KUTIPAN TERPILIH:
Menyimak Legenda dan Riwayat Ariyo Blitar: Pemimpin Terakhir Bangsawan Majapahit

 

Dilansir dari detik.com, makam Ariyo Blitar, yang kini menjadi tempat ziarah bagi pejabat dan warga, dipercayai sebagai tempat peristirahatan terakhir bagi bangsawan keturunan Majapahit yang memimpin pembukaan wilayah Blitar, yang dikenal sebagai babad alas.

Terletak di Jalan Pamungkur 24, Kelurahan Blitar, Kecamatan Sukorejo, Kota Blitar, makam ini merupakan bangunan yang terawat rapi dan memberikan kesan tenang. Masyarakat setempat menyebutnya dengan sebutan "danyangan," merujuk pada tempat di mana tokoh-tokoh babad alas Blitar dimakamkan.

Di dalam ruangan makam, terdapat dua makam tertutup dengan papan bertuliskan Eyang Putri di sebelah kanan dan Eyang Kakung di sebelah kiri. Menurut penjaga makam, Slamet Haryono, Eyang Putri adalah Dewi Rayung Wulan, permaisuri dari Eyang Kakung atau Adipati Nilasuwarna yang lebih dikenal sebagai Ariyo Blitar.

Legenda dan sejarah Kota Blitar, seperti yang tercatat di situs resmi blitarkota.go.id, terkait erat dengan Ariyo Blitar. Menurut buku sejarah, khususnya Bale Latar, Blitar didirikan pada abad ke-15. Nilasuwarna, atau Gusti Sudomo, anak Adipati Wilatika Tuban, adalah orang kepercayaan Kerajaan Majapahit yang dianggap tokoh pembuka wilayah Blitar.

Silsilah

Dalam riwayatnya, Blitar awalnya adalah hutan yang belum dijamah oleh manusia. Nilasuwarna diutus oleh Majapahit untuk mengatasi pasukan Tartar yang bersembunyi di hutan selatan (Blitar dan sekitarnya), pasukan yang memberontak dan mengancam Majapahit. Nilasuwarna berhasil mengalahkan pasukan Tartar, dan sebagai imbalannya, diberikan hak untuk mengelola hutan selatan, yang kemudian dinamakan Balitar (Bali Tartar) sebagai tanda keberhasilannya.

Adipati Ariyo Blitar I, atau Nilasuwarna, memimpin dengan baik di bawah Kerajaan Majapahit. Namun, kepemimpinannya diuji oleh pemberontakan Ki Sengguruh Kinareja, yang kemudian merebut kekuasaan dari tangan Adipati Ariyo Blitar I. Djoko Kandung, anak Adipati Ariyo Blitar I, kemudian memberontak dan berhasil merebut kekuasaan dari Ki Sengguruh, menjadi Adipati Ariyo Blitar III.

TUGAS YANG DIKERJAKAN:
(1) Berdasarkan kutipan tentang Ariyo Blitar, mengapa hutan selatan dinamakan Balitar? Jawab dalam satu sampai tiga kalimat.
(2) Tolong salin dengan persis seluruh bagian kutipan tentang Ariyo Blitar, mulai dari "Di dalam ruangan" hingga "sebagai Ariyo Blitar.".

MATERI YANG DIBERIKAN:

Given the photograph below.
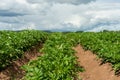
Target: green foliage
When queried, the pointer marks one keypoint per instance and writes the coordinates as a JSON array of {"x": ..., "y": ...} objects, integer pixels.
[
  {"x": 13, "y": 44},
  {"x": 105, "y": 44},
  {"x": 57, "y": 63}
]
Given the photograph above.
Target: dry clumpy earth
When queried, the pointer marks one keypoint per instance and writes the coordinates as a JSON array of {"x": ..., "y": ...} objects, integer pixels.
[
  {"x": 93, "y": 69},
  {"x": 90, "y": 62}
]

JAWABAN TERTULIS:
(1) Hutan selatan dinamakan Balitar (Bali Tartar) sebagai tanda keberhasilan Nilasuwarna mengalahkan pasukan Tartar yang bersembunyi di sana dan memberontak terhadap Majapahit. Sebagai imbalan atas kemenangan itu, ia diberi hak untuk mengelola hutan tersebut.

(2)
Di dalam ruangan makam, terdapat dua makam tertutup dengan papan bertuliskan Eyang Putri di sebelah kanan dan Eyang Kakung di sebelah kiri. Menurut penjaga makam, Slamet Haryono, Eyang Putri adalah Dewi Rayung Wulan, permaisuri dari Eyang Kakung atau Adipati Nilasuwarna yang lebih dikenal sebagai Ariyo Blitar.